**PASSAGE DU TEXTE**
Urgence pour une politique d’hospitalité
(Tribune publiée dans « Libération » du 24 janvier 2012, à l’initiative de la CIMADE, Paris)
Depuis près de 40 ans, le dogme de la fermeture des frontières structure les politiques publiques en matière d’immigration. L’Europe s’est cadenassée face aux migrants, tout en délégitimant toute alternative fondée sur la solidarité et les droits, jugée coupable d’irréalisme et de naïveté.
Pour nous, l’état des lieux est sans appel : incapable de répondre aux objectifs qu’elle s’est donnée, cette politique inefficace provoque de surcroit des dégâts humains considérables et met en péril nos libertés.
En plaçant les migrants et leurs familles dans un dédale administratif et des conditions de plus en plus inatteignables pour l’obtention d’un titre de séjour stable, ce sont des dizaines de milliers de sans droits que la législation a créés, pour le plus grand profit de secteurs entiers de l’économie française qui peuvent ainsi utiliser une main d’œuvre docile et bon marché. Peu à peu, en matière de santé, de protection sociale, de logement ou de formation, l’exclusion est devenue la règle, le droit l’exception.

**EXTRAIT DES DONNÉES**
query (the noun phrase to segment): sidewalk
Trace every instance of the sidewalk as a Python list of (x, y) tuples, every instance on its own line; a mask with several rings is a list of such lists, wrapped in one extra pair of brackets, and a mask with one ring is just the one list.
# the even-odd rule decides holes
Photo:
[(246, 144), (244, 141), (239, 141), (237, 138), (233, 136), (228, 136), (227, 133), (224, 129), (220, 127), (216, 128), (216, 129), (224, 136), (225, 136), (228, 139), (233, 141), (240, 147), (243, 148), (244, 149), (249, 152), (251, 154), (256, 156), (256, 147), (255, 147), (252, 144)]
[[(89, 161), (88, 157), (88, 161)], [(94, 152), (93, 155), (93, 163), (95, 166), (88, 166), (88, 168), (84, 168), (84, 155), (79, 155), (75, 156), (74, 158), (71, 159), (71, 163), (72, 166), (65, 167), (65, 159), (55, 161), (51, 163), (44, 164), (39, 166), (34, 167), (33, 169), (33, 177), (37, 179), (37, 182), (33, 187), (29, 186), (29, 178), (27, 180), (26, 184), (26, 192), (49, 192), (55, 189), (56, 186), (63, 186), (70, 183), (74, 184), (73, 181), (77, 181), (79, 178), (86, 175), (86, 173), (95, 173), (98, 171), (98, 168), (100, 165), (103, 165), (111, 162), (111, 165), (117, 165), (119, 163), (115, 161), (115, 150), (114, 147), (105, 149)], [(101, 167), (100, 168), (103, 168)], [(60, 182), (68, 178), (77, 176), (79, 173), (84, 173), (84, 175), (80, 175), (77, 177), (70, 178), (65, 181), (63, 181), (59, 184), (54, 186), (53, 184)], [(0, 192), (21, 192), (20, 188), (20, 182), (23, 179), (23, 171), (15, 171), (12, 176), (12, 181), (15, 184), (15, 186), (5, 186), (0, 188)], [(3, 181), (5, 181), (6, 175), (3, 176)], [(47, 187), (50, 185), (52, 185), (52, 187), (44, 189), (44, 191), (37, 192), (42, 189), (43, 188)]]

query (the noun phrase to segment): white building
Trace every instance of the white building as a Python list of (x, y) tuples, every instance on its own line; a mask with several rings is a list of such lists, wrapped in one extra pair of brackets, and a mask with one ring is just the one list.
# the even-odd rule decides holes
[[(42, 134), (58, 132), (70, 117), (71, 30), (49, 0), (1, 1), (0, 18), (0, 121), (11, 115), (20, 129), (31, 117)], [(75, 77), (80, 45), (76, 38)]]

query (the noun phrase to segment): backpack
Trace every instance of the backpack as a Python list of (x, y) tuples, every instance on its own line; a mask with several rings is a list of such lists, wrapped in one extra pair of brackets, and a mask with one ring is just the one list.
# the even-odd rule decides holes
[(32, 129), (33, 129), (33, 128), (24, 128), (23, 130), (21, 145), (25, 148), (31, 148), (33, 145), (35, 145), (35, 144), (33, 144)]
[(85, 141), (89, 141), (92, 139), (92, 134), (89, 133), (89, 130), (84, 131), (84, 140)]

**TÂCHE A**
Traduisez en anglais la phrase suivante du passage : « Depuis près de 40 ans, le dogme de la fermeture des frontières structure les politiques publiques en matière d’immigration. »
**TÂCHE B**
Dans le passage, quels sont tous les domaines où, selon le texte, l’exclusion est devenue la règle ?

**RÉPONSE A**
For nearly 40 years, the dogma of closed borders has shaped public policy on immigration.

**RÉPONSE B**
La santé, la protection sociale, le logement et la formation.